• **SUPPLIED INFORMATION**:
○ ○ ○ ○
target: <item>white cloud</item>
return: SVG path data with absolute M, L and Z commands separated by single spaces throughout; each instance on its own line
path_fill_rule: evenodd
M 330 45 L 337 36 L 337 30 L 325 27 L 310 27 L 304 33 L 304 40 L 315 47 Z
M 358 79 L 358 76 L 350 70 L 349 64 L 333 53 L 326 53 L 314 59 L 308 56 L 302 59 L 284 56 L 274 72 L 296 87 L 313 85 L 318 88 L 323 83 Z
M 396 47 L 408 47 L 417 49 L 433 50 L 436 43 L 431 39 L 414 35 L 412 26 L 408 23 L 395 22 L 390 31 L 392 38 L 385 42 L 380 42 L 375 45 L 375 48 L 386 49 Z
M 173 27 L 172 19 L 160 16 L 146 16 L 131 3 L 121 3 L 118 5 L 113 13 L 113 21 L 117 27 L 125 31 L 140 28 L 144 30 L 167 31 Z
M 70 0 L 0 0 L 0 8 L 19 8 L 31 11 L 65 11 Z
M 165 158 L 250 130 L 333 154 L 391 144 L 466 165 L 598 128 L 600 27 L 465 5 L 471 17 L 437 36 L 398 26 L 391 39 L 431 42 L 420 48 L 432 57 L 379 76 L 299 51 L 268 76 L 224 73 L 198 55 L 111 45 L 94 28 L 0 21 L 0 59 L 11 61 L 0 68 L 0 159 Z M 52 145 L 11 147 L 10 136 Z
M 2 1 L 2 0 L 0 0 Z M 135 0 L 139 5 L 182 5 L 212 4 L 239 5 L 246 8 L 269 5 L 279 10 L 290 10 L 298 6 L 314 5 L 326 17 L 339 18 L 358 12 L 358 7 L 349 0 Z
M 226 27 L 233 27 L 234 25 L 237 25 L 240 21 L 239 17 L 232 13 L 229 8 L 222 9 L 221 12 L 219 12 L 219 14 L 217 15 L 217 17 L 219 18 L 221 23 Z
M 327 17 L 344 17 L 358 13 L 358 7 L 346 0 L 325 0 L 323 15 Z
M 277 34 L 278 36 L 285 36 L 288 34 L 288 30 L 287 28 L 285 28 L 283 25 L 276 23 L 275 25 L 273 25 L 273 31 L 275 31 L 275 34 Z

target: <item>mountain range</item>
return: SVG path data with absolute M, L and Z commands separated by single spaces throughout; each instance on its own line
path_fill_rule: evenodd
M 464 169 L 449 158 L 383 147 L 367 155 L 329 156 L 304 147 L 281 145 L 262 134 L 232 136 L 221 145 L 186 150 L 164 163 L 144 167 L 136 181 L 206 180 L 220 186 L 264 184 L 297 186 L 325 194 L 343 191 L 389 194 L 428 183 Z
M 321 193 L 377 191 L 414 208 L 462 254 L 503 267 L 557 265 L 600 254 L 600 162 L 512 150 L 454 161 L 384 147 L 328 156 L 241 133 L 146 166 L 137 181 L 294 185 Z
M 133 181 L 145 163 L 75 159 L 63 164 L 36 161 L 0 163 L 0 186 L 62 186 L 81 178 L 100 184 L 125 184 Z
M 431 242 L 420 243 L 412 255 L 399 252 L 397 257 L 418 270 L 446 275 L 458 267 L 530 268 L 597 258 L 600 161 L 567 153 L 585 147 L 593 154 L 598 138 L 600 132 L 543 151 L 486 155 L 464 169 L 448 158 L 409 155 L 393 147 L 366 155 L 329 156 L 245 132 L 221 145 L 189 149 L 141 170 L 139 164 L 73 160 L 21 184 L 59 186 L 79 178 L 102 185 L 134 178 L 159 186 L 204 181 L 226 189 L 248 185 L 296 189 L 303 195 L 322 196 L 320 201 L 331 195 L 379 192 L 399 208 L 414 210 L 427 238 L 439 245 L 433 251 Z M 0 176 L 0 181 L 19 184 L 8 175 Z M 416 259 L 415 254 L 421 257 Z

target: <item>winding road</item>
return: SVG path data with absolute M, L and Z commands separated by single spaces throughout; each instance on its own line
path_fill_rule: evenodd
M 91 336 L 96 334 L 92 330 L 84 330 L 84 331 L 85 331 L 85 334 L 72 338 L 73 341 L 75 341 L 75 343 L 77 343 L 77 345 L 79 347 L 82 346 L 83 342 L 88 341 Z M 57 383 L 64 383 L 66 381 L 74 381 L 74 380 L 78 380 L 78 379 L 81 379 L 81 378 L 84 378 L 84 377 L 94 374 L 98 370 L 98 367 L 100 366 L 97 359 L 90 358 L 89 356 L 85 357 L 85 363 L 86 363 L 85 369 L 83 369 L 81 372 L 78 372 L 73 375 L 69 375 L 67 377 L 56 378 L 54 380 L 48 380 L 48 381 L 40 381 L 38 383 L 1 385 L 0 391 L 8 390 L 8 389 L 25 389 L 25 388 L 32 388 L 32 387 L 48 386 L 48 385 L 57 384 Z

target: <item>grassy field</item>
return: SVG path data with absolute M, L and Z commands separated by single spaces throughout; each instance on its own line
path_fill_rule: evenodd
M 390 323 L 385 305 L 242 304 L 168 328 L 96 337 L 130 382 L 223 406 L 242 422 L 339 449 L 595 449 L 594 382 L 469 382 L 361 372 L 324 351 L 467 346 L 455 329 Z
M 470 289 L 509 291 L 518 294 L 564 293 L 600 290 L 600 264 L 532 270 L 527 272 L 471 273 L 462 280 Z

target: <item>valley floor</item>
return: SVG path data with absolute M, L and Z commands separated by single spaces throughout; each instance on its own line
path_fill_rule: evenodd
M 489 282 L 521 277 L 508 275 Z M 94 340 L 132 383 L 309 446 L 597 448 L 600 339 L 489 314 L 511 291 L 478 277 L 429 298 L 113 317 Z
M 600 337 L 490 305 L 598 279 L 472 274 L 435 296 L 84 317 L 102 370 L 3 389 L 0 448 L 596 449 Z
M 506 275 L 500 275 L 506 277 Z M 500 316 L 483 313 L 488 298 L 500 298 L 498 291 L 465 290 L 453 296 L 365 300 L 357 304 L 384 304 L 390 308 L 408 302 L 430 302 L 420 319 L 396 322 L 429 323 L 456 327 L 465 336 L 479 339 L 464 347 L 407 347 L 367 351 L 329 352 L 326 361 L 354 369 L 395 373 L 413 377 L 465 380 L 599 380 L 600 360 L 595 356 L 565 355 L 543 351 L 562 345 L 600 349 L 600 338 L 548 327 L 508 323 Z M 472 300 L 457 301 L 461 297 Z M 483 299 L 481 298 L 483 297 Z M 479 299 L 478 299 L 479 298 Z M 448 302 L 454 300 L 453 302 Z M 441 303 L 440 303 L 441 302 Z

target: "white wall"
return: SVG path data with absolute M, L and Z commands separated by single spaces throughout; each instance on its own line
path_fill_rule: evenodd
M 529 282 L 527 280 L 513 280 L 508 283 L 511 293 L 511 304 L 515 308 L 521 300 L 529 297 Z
○ ○ ○ ○
Your response must consist of every line above, reproduced exactly.

target: <item>white cloud</item>
return: SVG path data with absolute M, L and Z commands separated by single spaces throughout; each instance on its own line
path_fill_rule: evenodd
M 330 45 L 337 36 L 337 30 L 325 27 L 310 27 L 304 33 L 304 40 L 315 47 Z
M 358 79 L 358 76 L 350 70 L 349 64 L 333 53 L 326 53 L 314 59 L 308 56 L 302 59 L 284 56 L 274 72 L 296 87 L 313 85 L 318 88 L 323 83 Z
M 396 47 L 408 47 L 417 49 L 433 50 L 436 43 L 431 39 L 414 35 L 412 26 L 408 23 L 395 22 L 390 31 L 392 38 L 385 42 L 380 42 L 375 45 L 375 48 L 386 49 Z
M 173 27 L 172 19 L 160 16 L 146 16 L 131 3 L 121 3 L 118 5 L 113 13 L 113 21 L 117 27 L 125 31 L 140 28 L 144 30 L 167 31 Z
M 70 0 L 0 0 L 0 8 L 19 8 L 31 11 L 65 11 Z
M 165 158 L 250 130 L 333 154 L 391 144 L 466 165 L 598 128 L 600 27 L 465 5 L 471 17 L 437 36 L 398 26 L 391 39 L 431 42 L 420 48 L 432 57 L 379 76 L 299 51 L 268 76 L 224 73 L 198 55 L 111 45 L 94 28 L 0 21 L 0 59 L 11 61 L 0 68 L 0 159 Z M 52 145 L 11 147 L 10 136 Z
M 2 1 L 2 0 L 0 0 Z M 135 0 L 139 5 L 182 5 L 212 4 L 239 5 L 246 8 L 269 5 L 279 10 L 290 10 L 298 6 L 314 5 L 326 17 L 339 18 L 358 12 L 358 7 L 349 0 Z
M 226 27 L 233 27 L 234 25 L 237 25 L 240 21 L 239 17 L 232 13 L 229 8 L 222 9 L 221 12 L 219 12 L 219 14 L 217 15 L 217 17 L 219 18 L 221 23 Z
M 327 17 L 344 17 L 358 13 L 358 7 L 346 0 L 325 0 L 323 15 Z
M 277 34 L 278 36 L 285 36 L 288 34 L 288 30 L 287 28 L 285 28 L 283 25 L 276 23 L 275 25 L 273 25 L 273 31 L 275 31 L 275 34 Z

target: <item>mountain range</item>
return: SVG path data with absolute M, L and Z commands separated by single spaces throughout; each instance on its own line
path_fill_rule: evenodd
M 464 169 L 449 158 L 383 147 L 367 155 L 329 156 L 304 147 L 281 145 L 262 134 L 232 136 L 221 145 L 186 150 L 164 163 L 144 167 L 136 181 L 206 180 L 220 186 L 264 184 L 297 186 L 325 194 L 343 191 L 389 194 L 428 183 Z
M 321 193 L 377 191 L 414 208 L 462 254 L 503 267 L 557 265 L 600 254 L 600 162 L 512 150 L 454 161 L 384 147 L 328 156 L 241 133 L 146 166 L 137 181 L 294 185 Z
M 133 181 L 145 163 L 75 159 L 63 164 L 36 161 L 0 163 L 0 186 L 62 186 L 81 178 L 100 184 L 125 184 Z
M 431 242 L 420 243 L 412 255 L 399 252 L 397 257 L 418 270 L 446 275 L 458 267 L 530 268 L 597 258 L 600 161 L 567 153 L 585 147 L 593 154 L 598 138 L 600 132 L 543 151 L 486 155 L 464 169 L 448 158 L 409 155 L 393 147 L 366 155 L 329 156 L 245 132 L 221 145 L 189 149 L 141 170 L 139 164 L 73 160 L 21 184 L 59 186 L 79 178 L 102 185 L 134 178 L 159 186 L 204 181 L 226 189 L 248 185 L 296 189 L 303 195 L 322 196 L 320 201 L 331 195 L 379 192 L 399 208 L 414 210 L 427 238 L 439 245 L 433 251 Z M 0 176 L 0 181 L 19 184 L 8 175 Z M 416 259 L 415 254 L 421 257 Z

target: <item>winding road</item>
return: SVG path data with absolute M, L and Z commands separated by single spaces throughout; each instance on its own line
path_fill_rule: evenodd
M 91 336 L 96 334 L 92 330 L 84 330 L 84 331 L 85 331 L 85 334 L 72 338 L 73 341 L 75 341 L 75 343 L 77 343 L 77 345 L 79 347 L 82 346 L 83 342 L 88 341 Z M 57 383 L 64 383 L 66 381 L 74 381 L 74 380 L 78 380 L 78 379 L 81 379 L 81 378 L 84 378 L 84 377 L 94 374 L 98 370 L 98 367 L 100 366 L 97 359 L 90 358 L 89 356 L 85 357 L 85 363 L 86 363 L 85 369 L 83 369 L 81 372 L 78 372 L 73 375 L 69 375 L 67 377 L 56 378 L 54 380 L 48 380 L 48 381 L 40 381 L 38 383 L 1 385 L 0 391 L 8 390 L 8 389 L 25 389 L 25 388 L 32 388 L 32 387 L 48 386 L 48 385 L 57 384 Z

target: <item>grassy field</item>
return: SVG path data with absolute M, L and Z commands separated by single spaces throughout; each instance on its own line
path_fill_rule: evenodd
M 390 323 L 385 305 L 242 304 L 168 328 L 96 337 L 130 382 L 223 406 L 242 422 L 339 449 L 595 449 L 594 382 L 469 382 L 361 372 L 324 351 L 467 346 L 455 329 Z
M 470 289 L 509 291 L 518 294 L 564 293 L 600 290 L 600 264 L 532 270 L 527 272 L 471 273 L 462 280 Z

target: <item>valley floor</item>
return: SVG path data with absolute M, L and Z commands separated by single spaces throughout; each instance on its own line
path_fill_rule: evenodd
M 489 282 L 521 277 L 508 275 Z M 94 340 L 132 383 L 309 446 L 597 448 L 600 339 L 489 314 L 511 291 L 478 277 L 429 298 L 113 317 Z
M 600 337 L 490 305 L 598 279 L 472 274 L 435 296 L 84 317 L 102 370 L 3 389 L 0 448 L 596 449 Z
M 506 275 L 500 275 L 506 277 Z M 500 316 L 483 313 L 488 298 L 500 298 L 498 291 L 465 290 L 453 296 L 365 300 L 357 304 L 384 304 L 390 308 L 408 302 L 430 302 L 420 319 L 396 322 L 429 323 L 456 327 L 465 336 L 479 339 L 464 347 L 407 347 L 367 351 L 329 352 L 326 361 L 354 369 L 395 373 L 413 377 L 465 380 L 599 380 L 600 360 L 595 356 L 565 355 L 543 351 L 562 345 L 600 349 L 600 338 L 548 327 L 508 323 Z M 472 300 L 457 301 L 461 297 Z M 483 299 L 481 298 L 483 297 Z M 479 299 L 478 299 L 479 298 Z M 448 302 L 454 300 L 453 302 Z M 441 303 L 440 303 L 441 302 Z

target: "white wall"
return: SVG path data with absolute M, L and Z commands separated by single spaces throughout; each instance on its own line
path_fill_rule: evenodd
M 529 282 L 527 280 L 513 280 L 508 283 L 511 293 L 511 304 L 515 308 L 521 300 L 529 297 Z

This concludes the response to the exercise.